**Aufgabenstellung:** Gib aus dem Text über Luise Hofer den Abschnitt wortgetreu aus, der mit den Worten „Rezensionen“ einsetzt und mit „Luise Hofer auf.“ schließt.

**Textauszug:**
:::::

1941 endete ihr kurzes Leben in der Gaskammer von Hadamar.
Rezensionen
Susanna Berger: „Nun hat Luise doch noch ihr Denkmal“Sie startete in ein hoffnungsfrohes Leben und endete in der Gaskammer: Die Salzburger Autorin Elisabeth Telsnig schrieb das Leben von Luise Hofer auf.
„Luise ist eine junge Frau vom Land. Ende des 19. Jahrhunderts geboren, intelligent. Hübsch und mit einem starken Willen ausgestattet. Eine Frau, die von einem besseren Leben träumt, von der großen, weiten Welt, von einem Leben in Frankreich, ja vielleicht sogar in Paris, an der Seite eines wohlhabenden Mannes.“ Mit diesen Worten beschreibt die Salzburger Kunsthistorikerin und Autorin Elisabeth Telsnig die Frau, deren Leben sie in ihrem jüngsten Werk „Luise – Geschichte eines Lebens“ aufgegriffen hat. Bereits beim Lesen dieser Zellen ahnt man, dass das Leben von Luise Hofer, geboren am 3. Mai 1897 in St. Johann am Wimberg im Mühlviertel, nicht nach Wunsch verläuft. Vielmehr endet es knapp 44 Jahre später in der Gaskammer von Hadamar, einer Tötungsstation im deutschen Hessen während der Nazizeit.

:::::

**Gegebene Zeilen:**
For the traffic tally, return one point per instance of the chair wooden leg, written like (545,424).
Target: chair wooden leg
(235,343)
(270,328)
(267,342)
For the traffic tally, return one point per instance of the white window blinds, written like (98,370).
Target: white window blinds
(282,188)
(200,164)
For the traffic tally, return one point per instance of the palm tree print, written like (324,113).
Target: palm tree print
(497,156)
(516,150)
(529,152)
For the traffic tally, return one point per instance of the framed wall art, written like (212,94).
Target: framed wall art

:::::

**Lösung der Aufgabe:**
Rezensionen
Susanna Berger: „Nun hat Luise doch noch ihr Denkmal“Sie startete in ein hoffnungsfrohes Leben und endete in der Gaskammer: Die Salzburger Autorin Elisabeth Telsnig schrieb das Leben von Luise Hofer auf.